How many of the lines below contain the string "concrete"? Reply with the number alone.

Dataset lines about object locations
** start **
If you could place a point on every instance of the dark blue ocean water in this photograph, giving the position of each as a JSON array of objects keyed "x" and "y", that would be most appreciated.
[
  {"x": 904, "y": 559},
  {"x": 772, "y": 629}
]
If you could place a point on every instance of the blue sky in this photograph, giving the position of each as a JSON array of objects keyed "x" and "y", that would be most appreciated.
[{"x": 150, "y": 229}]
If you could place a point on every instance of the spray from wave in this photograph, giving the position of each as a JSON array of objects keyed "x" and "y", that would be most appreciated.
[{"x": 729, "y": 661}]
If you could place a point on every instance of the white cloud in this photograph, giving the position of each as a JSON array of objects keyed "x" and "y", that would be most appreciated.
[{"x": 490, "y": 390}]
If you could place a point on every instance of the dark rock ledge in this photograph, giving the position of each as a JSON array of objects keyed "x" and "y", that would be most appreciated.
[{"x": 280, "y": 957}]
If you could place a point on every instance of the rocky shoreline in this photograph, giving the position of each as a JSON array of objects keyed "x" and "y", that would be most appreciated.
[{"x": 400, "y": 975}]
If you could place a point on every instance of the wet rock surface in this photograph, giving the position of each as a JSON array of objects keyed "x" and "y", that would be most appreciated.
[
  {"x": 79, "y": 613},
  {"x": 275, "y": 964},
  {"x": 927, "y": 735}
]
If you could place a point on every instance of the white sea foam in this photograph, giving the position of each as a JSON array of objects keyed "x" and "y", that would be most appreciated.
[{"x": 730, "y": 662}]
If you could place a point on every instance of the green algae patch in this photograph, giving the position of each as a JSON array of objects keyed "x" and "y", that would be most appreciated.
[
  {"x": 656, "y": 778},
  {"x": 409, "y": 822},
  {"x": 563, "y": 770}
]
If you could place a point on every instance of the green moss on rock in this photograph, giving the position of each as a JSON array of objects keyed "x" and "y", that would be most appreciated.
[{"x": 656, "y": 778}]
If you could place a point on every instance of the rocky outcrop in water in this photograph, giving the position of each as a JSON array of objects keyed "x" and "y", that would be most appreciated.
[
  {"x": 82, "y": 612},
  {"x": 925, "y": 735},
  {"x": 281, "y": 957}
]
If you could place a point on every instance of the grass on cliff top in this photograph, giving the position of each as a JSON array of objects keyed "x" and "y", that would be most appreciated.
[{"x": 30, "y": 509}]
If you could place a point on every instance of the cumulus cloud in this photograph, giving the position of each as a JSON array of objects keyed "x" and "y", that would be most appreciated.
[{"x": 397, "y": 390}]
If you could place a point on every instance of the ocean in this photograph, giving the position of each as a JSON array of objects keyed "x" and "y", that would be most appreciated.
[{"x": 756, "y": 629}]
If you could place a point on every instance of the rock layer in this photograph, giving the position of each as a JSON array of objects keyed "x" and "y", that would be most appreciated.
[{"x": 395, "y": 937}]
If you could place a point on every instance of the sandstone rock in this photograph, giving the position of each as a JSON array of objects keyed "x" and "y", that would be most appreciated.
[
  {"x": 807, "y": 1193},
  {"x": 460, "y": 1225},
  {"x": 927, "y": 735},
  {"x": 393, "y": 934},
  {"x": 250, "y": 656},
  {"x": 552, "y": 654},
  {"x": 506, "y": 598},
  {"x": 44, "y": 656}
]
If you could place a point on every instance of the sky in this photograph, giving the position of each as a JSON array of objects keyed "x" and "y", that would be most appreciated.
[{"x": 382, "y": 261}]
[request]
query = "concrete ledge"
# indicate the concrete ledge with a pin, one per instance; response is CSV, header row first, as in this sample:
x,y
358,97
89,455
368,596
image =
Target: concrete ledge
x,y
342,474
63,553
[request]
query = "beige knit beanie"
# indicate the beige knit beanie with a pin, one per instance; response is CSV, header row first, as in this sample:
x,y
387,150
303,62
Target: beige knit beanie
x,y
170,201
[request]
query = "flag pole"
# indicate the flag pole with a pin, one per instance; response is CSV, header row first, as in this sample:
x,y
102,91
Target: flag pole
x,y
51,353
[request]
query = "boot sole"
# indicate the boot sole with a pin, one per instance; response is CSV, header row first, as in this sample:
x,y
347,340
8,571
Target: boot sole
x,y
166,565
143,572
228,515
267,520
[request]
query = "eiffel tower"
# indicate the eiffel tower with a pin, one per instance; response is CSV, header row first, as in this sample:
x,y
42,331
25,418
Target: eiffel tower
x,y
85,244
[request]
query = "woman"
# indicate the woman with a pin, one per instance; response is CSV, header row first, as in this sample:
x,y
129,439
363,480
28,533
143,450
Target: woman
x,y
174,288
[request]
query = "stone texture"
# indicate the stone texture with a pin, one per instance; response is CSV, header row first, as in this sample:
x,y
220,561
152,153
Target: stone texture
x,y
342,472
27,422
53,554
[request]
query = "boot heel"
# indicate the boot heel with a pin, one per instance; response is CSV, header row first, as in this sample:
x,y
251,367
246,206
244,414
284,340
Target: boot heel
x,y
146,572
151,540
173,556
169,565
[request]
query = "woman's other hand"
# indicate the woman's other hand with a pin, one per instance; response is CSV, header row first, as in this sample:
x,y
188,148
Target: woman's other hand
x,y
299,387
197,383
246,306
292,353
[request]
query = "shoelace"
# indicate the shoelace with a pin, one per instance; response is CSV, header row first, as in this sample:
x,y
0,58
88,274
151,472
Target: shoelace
** end **
Exercise response - 3